** start PAGE TEXT **

Sean Costello - We Can Get Together
From the first lick of the guitar on the first
track of Sean Costello’s fifth album, We Can Get Together,
you know why this Philadelphia native is a past Memphis Blues
Society Winner. But with this new disk, Costello shows an
increasing maturity not only as a singer/guitarist, but also as a
song writer. Indeed, nine of the eleven cuts on We Can Get
Together are Costello originals, some with co-writer credits to
his band mates and others.
One might expect expert bluesmanship from a
performer from Philadelphia, except Costello is from Philadelphia,
Pennsylvania, not Philadelphia, Mississippi. He immigrated south
to Atlanta at age nine and picked up his first guitar shortly
thereafter. While most of his high school classmates were trying to
get dates with members of the opposite sex, he had formed a band and
was trying to get dates in clubs around Hotlanta. Costello had cut
his first disk by age 17 and added three more in intervening years
before We Can get Together.
He cites B.B. King, Buddy Guy and Pinetop
Perkins as major musical influences, having jammed with them and
others, along with touring and recording with Susan Tedeschi before
going it alone. The disk shows strong influence from Kenny Wayne
Sheppard, Eric Clapton and even ZZ Top.

** end PAGE TEXT **

**WHAT TO WORK ON**
**A)** Pull out every line of the listing that contains the string "fish".
**B)** Extend the Sean Costello album review past its last sentence.
The Sean Costello album review and the listing have no connection to each other.

** start INPUT DATA **

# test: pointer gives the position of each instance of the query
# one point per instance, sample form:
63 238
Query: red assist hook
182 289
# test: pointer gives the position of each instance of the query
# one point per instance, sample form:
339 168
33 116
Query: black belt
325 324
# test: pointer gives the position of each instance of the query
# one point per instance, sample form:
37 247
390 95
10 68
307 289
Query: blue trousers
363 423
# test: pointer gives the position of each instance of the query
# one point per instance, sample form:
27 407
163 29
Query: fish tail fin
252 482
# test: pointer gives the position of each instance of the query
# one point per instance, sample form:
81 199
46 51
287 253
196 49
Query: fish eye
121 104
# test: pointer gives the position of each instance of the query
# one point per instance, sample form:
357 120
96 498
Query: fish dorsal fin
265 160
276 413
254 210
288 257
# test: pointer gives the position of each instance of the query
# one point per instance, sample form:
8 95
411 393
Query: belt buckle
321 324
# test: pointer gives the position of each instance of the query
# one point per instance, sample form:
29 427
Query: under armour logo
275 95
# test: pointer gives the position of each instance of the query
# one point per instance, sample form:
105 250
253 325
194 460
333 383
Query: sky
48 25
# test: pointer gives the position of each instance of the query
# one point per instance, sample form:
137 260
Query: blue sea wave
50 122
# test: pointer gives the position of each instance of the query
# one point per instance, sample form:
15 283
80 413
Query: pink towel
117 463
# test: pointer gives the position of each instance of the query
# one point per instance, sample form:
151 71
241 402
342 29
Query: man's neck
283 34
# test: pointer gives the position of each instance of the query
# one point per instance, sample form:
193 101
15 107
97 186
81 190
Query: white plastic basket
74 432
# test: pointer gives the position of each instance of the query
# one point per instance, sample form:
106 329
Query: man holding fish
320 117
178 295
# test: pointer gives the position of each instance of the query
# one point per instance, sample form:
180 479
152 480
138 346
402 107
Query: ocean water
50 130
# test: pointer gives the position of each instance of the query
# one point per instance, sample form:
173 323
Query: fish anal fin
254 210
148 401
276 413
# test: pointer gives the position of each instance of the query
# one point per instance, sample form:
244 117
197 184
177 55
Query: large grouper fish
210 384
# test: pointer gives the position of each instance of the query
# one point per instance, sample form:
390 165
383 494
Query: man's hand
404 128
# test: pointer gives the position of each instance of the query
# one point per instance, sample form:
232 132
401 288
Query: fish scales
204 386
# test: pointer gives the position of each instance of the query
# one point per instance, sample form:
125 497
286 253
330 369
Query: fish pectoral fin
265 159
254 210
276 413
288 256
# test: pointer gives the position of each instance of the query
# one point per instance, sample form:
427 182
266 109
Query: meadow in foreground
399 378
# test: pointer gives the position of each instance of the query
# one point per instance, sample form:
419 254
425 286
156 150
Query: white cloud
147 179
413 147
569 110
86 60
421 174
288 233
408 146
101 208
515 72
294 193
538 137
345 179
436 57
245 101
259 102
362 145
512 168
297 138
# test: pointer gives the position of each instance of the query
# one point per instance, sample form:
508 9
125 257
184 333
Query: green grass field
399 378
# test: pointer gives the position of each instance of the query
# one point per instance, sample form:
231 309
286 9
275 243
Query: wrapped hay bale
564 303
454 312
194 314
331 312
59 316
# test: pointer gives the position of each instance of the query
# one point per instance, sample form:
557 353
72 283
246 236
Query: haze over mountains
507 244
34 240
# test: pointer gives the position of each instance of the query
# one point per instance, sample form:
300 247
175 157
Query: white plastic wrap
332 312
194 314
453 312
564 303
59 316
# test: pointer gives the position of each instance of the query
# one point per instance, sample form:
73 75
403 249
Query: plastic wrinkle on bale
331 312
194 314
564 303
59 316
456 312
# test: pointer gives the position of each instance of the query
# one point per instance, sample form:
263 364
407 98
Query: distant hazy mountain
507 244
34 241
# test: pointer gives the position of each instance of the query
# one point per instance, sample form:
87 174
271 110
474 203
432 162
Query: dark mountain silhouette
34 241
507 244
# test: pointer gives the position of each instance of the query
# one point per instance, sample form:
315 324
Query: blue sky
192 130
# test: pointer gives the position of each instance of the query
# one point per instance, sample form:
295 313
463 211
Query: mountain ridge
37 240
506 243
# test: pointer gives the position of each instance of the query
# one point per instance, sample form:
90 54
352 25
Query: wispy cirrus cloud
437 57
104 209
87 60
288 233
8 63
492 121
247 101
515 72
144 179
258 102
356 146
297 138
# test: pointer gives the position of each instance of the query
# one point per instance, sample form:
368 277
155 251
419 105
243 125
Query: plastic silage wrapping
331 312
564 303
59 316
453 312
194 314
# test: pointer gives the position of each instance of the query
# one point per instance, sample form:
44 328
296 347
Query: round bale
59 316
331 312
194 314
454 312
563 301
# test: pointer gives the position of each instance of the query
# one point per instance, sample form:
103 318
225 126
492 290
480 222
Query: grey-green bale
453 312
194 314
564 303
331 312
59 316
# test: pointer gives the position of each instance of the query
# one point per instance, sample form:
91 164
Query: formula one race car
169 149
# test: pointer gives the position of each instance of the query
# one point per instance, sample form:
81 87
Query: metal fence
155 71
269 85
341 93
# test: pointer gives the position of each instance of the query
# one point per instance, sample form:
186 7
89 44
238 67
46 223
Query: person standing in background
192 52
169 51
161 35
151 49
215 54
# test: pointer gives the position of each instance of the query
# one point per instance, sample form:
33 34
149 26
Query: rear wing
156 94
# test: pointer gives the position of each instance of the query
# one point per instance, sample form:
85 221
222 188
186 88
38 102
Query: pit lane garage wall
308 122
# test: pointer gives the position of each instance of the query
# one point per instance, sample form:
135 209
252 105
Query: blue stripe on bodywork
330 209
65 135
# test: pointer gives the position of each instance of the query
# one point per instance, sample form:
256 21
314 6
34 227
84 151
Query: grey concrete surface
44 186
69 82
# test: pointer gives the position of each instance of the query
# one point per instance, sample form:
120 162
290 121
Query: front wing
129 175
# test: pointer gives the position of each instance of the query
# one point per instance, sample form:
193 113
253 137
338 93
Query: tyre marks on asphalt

** end INPUT DATA **

**ANSWERS TO THE EXERCISES**
**A)**
Query: fish tail fin
Query: fish eye
Query: fish dorsal fin
Query: man holding fish
Query: fish anal fin
Query: large grouper fish
Query: fish scales
Query: fish pectoral fin

**B)**
Here are some highlights:
“Anytime You Want” is a good guitar screamer
that is a groovin’ mixture of rock and roll and blues. Costello’s
guitar moves into tremolo mode for “Same Old Game,” which also
sports some catchy lyrics. “Can’t Let Go” features a breezy sound
that belies the hope that she will come back.
Costello’s “Told Me a Lie” has a Beatles
psychedelic era feel to it while a staccato style guitar riff is
featured throughout the otherwise darkly-flavored “Hard Luck
“How in the Devil” will delight ZZ Top fans
with it’s rocking blues riffs and Texas boogie lyrics. Some classy
organ work sets the pitiful mood for “Have You No Shame,” a song
about a guy who chances on his baby under the streetlight in the
arms of another.
The traditional “Going Home” is the bluest song
on the disk, which is seasoned further by a strong pinch of gospel.
Eric Clapton fans will feel right at home with “All This Time,” an
anthem to a guy trying to reel in the girl of his dreams.
The urgent sounding flavor of “Feel Like I
Ain’t Got a Home” sings of the desire to slow down--and settle
down--with somebody to love before it’s too late. Costello
concludes with another traditional blues number, “Little Birds.”
Why is Sean Costello so good? And why is We
Can Get Together so good? Two reasons: One, he recognizes and
salutes his influences and stays true to them. Two, while
recognizing these influences he also recognizes—as he puts it—“I’ll
never play the old blues better than the people who invented it…so I
need to make my own statement.”
Two beer bottles up for this one!
Paullin realizes he cannot just steal the “Two Thumbs Up” line from
the movie review guys, so he’ll simply adapt it to his own world…!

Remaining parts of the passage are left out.